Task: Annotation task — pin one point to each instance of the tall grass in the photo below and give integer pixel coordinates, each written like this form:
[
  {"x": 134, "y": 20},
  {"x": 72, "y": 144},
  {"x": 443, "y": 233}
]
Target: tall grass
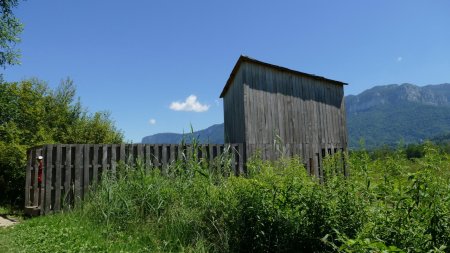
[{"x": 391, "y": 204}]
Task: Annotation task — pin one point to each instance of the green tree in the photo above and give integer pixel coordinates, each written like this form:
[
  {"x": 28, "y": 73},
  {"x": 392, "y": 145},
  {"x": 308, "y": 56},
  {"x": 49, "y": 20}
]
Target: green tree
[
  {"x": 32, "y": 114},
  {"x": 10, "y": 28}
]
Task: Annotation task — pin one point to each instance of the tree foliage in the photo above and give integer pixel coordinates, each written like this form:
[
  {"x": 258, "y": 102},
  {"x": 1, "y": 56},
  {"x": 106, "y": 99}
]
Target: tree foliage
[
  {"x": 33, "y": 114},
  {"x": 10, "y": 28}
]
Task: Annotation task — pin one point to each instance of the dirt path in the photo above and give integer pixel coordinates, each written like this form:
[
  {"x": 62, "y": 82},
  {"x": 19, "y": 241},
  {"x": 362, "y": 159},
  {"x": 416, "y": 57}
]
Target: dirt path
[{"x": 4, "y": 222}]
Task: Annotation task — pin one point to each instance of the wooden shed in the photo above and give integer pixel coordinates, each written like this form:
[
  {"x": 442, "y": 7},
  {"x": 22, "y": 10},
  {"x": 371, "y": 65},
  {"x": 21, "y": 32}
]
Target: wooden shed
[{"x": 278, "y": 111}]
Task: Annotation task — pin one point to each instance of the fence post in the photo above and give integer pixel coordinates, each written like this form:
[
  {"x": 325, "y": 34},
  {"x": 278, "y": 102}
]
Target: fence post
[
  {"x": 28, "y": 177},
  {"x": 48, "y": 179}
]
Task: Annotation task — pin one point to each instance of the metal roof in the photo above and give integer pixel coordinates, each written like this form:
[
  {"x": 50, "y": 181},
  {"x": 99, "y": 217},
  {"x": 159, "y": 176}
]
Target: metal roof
=======
*Exercise:* An exact restatement of the lines from the one with "Target: green tree" through the last line of the data is the only acceptable answer.

*Result of this exercise:*
Target: green tree
[
  {"x": 32, "y": 114},
  {"x": 10, "y": 28}
]
Task: Annotation task — pin one point to each instance of the tree foliage in the photo above and give integer pixel coordinates, each written like this form:
[
  {"x": 258, "y": 102},
  {"x": 1, "y": 56},
  {"x": 106, "y": 99}
]
Target: tree foliage
[
  {"x": 33, "y": 114},
  {"x": 10, "y": 28}
]
Task: Annotation task — pin one point to each instance of the dirt path in the photo above and give integer pixel coordinates, each written like this form:
[
  {"x": 62, "y": 82},
  {"x": 19, "y": 241},
  {"x": 362, "y": 159},
  {"x": 416, "y": 57}
]
Target: dirt path
[{"x": 4, "y": 222}]
Task: Annotation task — pin one point to each instance of the wooden shed in the photo above and give integer pixel coordinates, each written like this form:
[
  {"x": 442, "y": 7},
  {"x": 22, "y": 10},
  {"x": 371, "y": 65},
  {"x": 21, "y": 32}
]
Target: wooden shed
[{"x": 278, "y": 111}]
Task: Annotation task — pin one point to each instance of the fence post in the photo above and give integer pixel coordinates, each written like this form:
[
  {"x": 325, "y": 34},
  {"x": 278, "y": 102}
]
Target: fence post
[
  {"x": 28, "y": 177},
  {"x": 48, "y": 179}
]
Task: Annotation task — pin one point to each instance of the metal roof in the photo above and give integer pixel coordinates, each written like this form:
[
  {"x": 50, "y": 181},
  {"x": 99, "y": 217},
  {"x": 159, "y": 176}
]
Target: metal roof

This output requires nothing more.